= Tasks to complete =
- 1) Turn the paragraph in the analysis package text that begins "The log file contains information" into a short bulleted list that keeps its main facts.
- 2) In the analysis package text, which b-tagger does the example use?

= Provided passage =
_____

The log file contains information about what settings you used (b-tagging weight cut, trigger cut, etc), as well as a list of the histograms the root file will contain. At the beginning of this list is the source name and reference number provided (if provided) as well as the event weight used. The file then lists information output as the events process, including error messages and a message about event count every 10,000 events or so. When the program finishes running, a table will be generated if cuts have been made, showing the number of events before and after cuts. Finally a summary of run time and total events are given. If the program has problems when running, error messages will be stored in this file. To kill a misbehaving run, type ctrl c. To look at the root file, just go into root and use the TBrowser (type new TBrowser). Here you can look at the histograms before the cuts, the histograms generated when a cut is made, and the histograms after cuts.

4. Cuts Versus Object Selections:

However, something to keep in mind is that the settings made in the objects file are applied in all of these histograms. In other words, if the objects file requires that jets have pt > 30, then a jet pt histogram before and after cuts are made will show only jets with a pt > 30. These object cuts define what we mean by a "jet" whereas the cuts in the cuts file are preselection cuts on these objects. Thus, when we cut to require at least two jets, we required at least two jets with pt > 30 and |eta| < 5.0. For leptons, historically we have used tight and veto objects. The current cut selection only requries one tight lepton, so only tight lepton objects have the cuts applied to them. This means that when we require exactly one tight electron, there could be an event with two electrons, as long as one electron is soft enough to not qualify as "tight".

5. A Few More Object Selection Comments:

  • The object selections are currently limited to Pt selections for the muons, electrons, and jets. All other object selections and overlap removals for the single-top group are incoporated into a UseOverlap flag if you are doing a Generic run. If you are looking at some of the single-top designed multivariate variables, you don't need to make any object selections because the single-top group has already provided a flag to remove events based on its object selections and calculated the variables you need based on its object selections (See the CutDecisionTree in the Less Generic Running Method in the Run the Package section)
  • Historically we have applied things like overlap removal, isolation, etc. ourselves with this package and the coding structure is still there if you wish to test this sort of thing out.
  • The b-tagging algorithm and cut are specified in the object file. In the example, SV0, an early data b-tagger is used. Some files may not have this b-tagger, and the cut level will change for different MC, so be sure to check with the group for b-tagging algorithm and cut recommendations before doing an analysis. Also, b-tagging scale factors are now starting to become available and will be included in a later update of the code, when this information is incoporated into the single-top twiki. A flag for Jet energy scale adjustments may also be set here.

_____

= Extracted records =
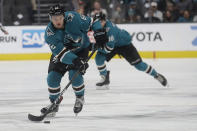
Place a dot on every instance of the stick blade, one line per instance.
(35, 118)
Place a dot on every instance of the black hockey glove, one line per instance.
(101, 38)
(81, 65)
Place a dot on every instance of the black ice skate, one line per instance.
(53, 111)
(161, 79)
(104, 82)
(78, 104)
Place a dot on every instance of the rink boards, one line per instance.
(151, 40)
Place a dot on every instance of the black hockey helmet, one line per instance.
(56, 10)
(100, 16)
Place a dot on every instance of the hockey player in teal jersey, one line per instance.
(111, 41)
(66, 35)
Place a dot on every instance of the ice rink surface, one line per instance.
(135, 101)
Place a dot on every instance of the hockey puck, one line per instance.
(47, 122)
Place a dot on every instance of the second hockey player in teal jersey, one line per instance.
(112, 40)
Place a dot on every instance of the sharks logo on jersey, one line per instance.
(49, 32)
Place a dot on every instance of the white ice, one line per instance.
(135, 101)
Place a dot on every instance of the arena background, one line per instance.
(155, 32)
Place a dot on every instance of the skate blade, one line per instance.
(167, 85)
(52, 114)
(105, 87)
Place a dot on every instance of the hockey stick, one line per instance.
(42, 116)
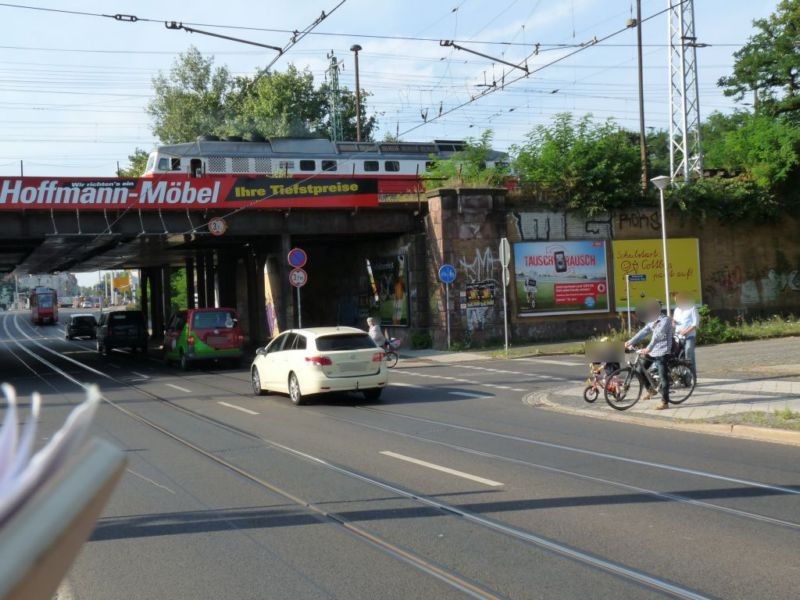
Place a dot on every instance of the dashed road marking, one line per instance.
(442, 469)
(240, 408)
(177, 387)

_____

= Complete answers =
- 1)
- The log file records the settings used (b-tagging weight cut, trigger cut, etc.) and lists the histograms the root file will contain.
- That list starts with the source name and reference number (if provided) and the event weight used.
- While events process, the file logs information, including error messages and an event count about every 10,000 events.
- When the run ends, it shows a table of event counts before and after cuts (if cuts were made), then a summary of run time and total events.
- Any errors during the run are stored in this file.
- To stop a misbehaving run, type ctrl c.
- To view the root file, open root and use the TBrowser (type new TBrowser). There you can see the histograms before cuts, the ones made at each cut, and the ones after cuts.

- 2) SV0, an early data b-tagger.